What is needed: Copy out the part of the data below that opens with the line containing "where the fringe" and closes with the line containing "[280, 0, 524, 93]", keeping both of those lines. Leave out everything else.

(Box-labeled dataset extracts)
============================================================
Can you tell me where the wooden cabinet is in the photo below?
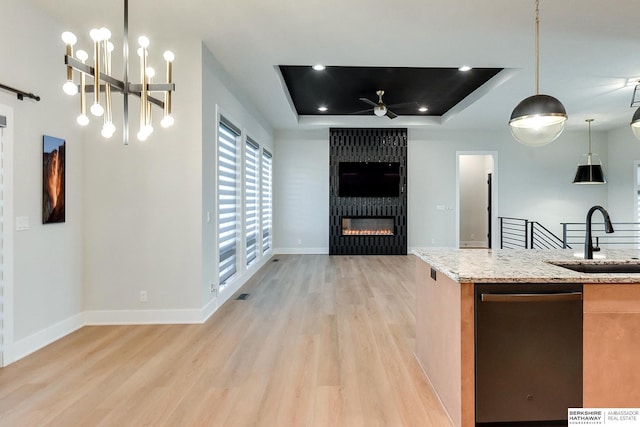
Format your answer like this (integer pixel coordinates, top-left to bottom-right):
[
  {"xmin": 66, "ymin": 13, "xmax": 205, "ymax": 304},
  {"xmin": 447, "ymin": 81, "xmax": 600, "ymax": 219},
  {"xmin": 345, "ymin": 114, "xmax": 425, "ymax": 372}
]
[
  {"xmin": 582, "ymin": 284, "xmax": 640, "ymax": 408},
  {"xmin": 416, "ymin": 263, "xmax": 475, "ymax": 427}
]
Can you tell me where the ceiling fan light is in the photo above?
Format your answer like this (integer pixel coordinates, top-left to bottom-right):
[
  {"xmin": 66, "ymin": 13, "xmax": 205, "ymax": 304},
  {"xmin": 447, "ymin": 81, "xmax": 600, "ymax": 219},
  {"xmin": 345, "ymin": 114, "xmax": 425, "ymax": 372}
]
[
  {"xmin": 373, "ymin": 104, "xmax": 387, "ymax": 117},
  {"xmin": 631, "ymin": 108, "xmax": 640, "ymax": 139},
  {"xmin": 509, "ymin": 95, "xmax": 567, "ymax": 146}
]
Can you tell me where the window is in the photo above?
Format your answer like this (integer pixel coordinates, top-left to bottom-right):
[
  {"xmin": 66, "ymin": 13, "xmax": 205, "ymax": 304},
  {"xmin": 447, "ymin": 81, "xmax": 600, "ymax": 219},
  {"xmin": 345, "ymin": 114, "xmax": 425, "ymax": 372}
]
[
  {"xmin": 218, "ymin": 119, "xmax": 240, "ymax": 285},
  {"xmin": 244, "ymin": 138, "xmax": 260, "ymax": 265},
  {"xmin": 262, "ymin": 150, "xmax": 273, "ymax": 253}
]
============================================================
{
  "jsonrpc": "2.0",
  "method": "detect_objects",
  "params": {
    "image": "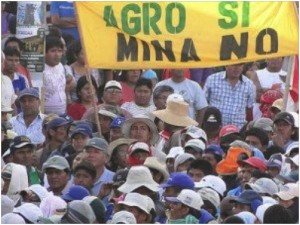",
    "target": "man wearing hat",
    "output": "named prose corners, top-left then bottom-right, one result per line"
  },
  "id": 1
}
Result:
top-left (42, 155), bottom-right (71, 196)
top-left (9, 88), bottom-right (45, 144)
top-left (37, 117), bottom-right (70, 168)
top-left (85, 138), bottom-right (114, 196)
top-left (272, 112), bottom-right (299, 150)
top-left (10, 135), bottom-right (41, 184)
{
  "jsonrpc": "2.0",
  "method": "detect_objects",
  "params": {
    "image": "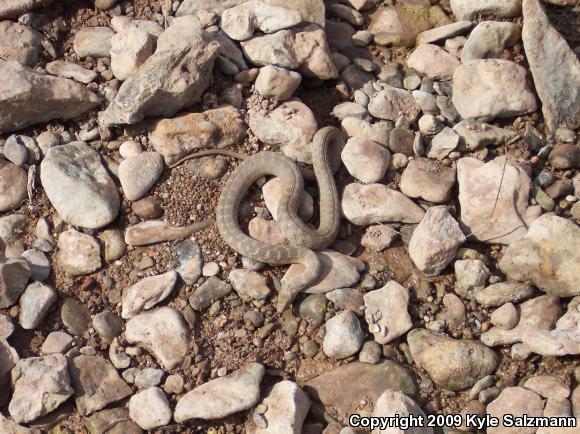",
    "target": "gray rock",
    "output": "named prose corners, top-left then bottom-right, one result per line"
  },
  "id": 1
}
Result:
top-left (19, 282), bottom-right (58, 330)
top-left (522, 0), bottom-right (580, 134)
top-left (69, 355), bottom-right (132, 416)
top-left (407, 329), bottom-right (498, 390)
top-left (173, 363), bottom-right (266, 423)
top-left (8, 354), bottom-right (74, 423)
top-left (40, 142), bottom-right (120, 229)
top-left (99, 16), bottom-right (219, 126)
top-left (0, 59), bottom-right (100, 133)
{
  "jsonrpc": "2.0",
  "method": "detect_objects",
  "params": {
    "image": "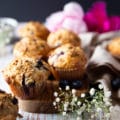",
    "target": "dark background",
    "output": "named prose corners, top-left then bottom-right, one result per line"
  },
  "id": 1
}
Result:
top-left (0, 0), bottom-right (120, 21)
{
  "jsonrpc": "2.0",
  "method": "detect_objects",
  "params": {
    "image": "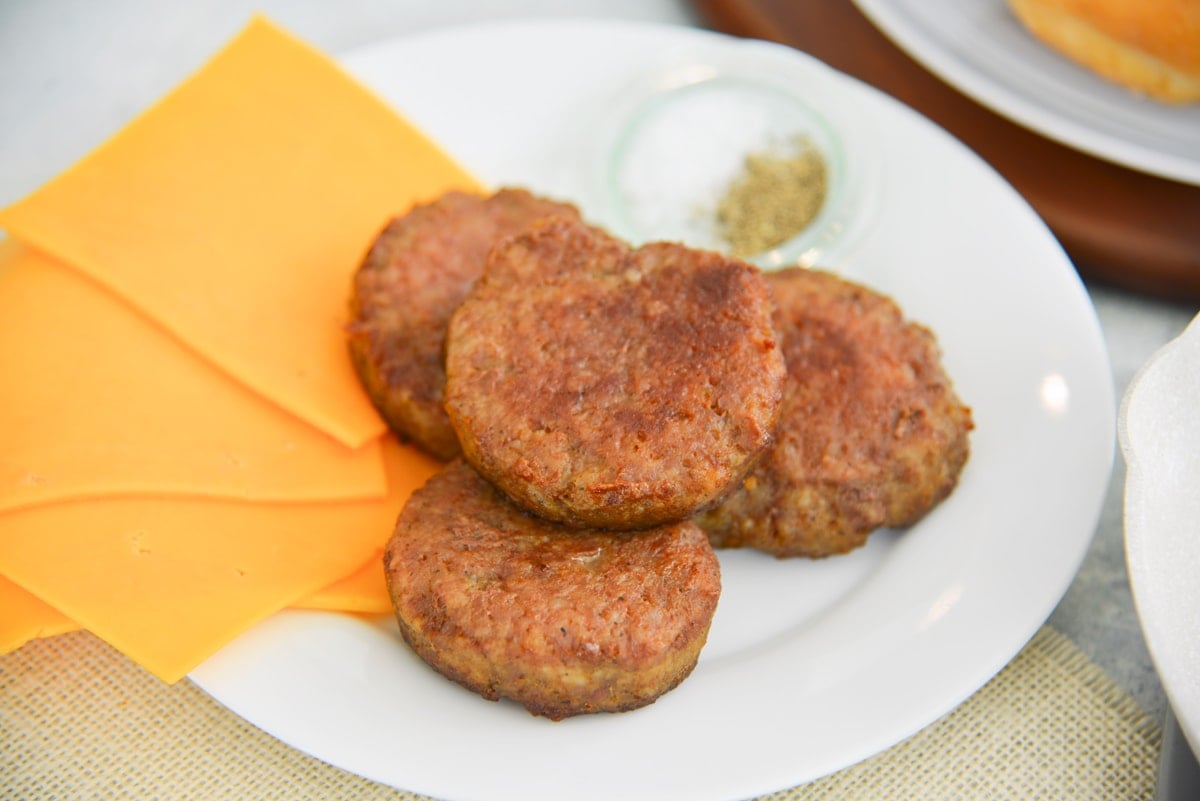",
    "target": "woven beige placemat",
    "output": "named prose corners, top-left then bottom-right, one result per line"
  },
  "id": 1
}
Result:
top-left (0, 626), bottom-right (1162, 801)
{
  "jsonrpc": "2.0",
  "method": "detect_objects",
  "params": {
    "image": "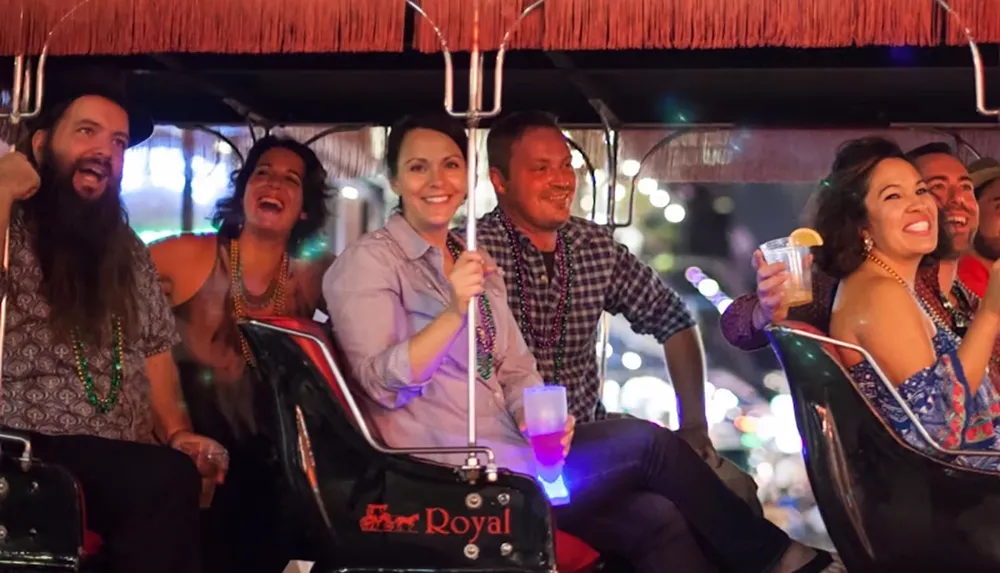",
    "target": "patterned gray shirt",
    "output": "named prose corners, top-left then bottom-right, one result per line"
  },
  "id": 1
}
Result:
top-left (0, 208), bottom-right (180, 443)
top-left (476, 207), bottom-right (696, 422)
============================================================
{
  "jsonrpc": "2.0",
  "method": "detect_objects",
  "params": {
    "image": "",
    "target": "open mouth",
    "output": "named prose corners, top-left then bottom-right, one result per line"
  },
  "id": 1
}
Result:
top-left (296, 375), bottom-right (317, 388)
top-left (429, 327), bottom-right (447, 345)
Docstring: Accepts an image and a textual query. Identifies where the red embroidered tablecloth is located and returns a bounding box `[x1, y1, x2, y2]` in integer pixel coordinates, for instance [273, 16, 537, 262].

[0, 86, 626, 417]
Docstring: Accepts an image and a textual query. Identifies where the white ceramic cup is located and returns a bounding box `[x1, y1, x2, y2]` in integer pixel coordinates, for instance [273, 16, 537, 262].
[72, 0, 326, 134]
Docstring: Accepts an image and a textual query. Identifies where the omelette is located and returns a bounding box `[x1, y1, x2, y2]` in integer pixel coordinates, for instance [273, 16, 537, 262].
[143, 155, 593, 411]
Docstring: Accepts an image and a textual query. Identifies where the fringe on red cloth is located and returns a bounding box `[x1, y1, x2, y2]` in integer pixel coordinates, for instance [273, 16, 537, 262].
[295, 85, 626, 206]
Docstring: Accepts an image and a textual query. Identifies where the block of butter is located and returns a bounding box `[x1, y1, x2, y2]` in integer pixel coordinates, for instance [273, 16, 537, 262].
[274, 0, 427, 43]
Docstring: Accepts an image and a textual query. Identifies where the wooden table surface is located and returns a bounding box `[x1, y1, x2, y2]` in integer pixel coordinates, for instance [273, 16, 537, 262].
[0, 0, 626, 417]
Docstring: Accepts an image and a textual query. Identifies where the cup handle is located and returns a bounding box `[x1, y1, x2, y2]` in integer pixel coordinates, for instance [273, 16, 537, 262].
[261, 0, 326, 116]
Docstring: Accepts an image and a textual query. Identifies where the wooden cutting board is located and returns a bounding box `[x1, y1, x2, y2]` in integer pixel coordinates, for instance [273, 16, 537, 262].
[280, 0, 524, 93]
============================================================
Answer in full:
Docstring: Accepts an image and a textual query. Identifies where the fringe on red cloth is located and returns a bounding box `[x1, y1, x2, y2]` in integer pixel coordinates, for instance [273, 16, 537, 262].
[295, 85, 626, 206]
Docstring: Accepts an image and a textual query. Identifies where the block of butter is located and returns a bounding box `[x1, y1, x2, y2]` in integer pixel coordinates, for instance [273, 16, 537, 262].
[274, 0, 427, 43]
Docstring: Accepts an image and a textual query. Identifies where the wooden table surface is located and returns a bounding box `[x1, y1, x2, y2]` in integer pixel coordinates, for instance [273, 16, 537, 262].
[0, 0, 626, 417]
Docstring: Accepts an image and a textual query. Identifies where the cup handle is located and returns a bounding box `[x1, y1, x2, y2]` in integer pixel coordinates, for instance [273, 16, 537, 262].
[261, 0, 326, 116]
Docstring: Accepts an image and a textual query. Identifies where the wooden cutting board is located and returns a bounding box `[x1, y1, x2, y2]` in integer pixel coordinates, for instance [273, 16, 537, 262].
[280, 0, 524, 93]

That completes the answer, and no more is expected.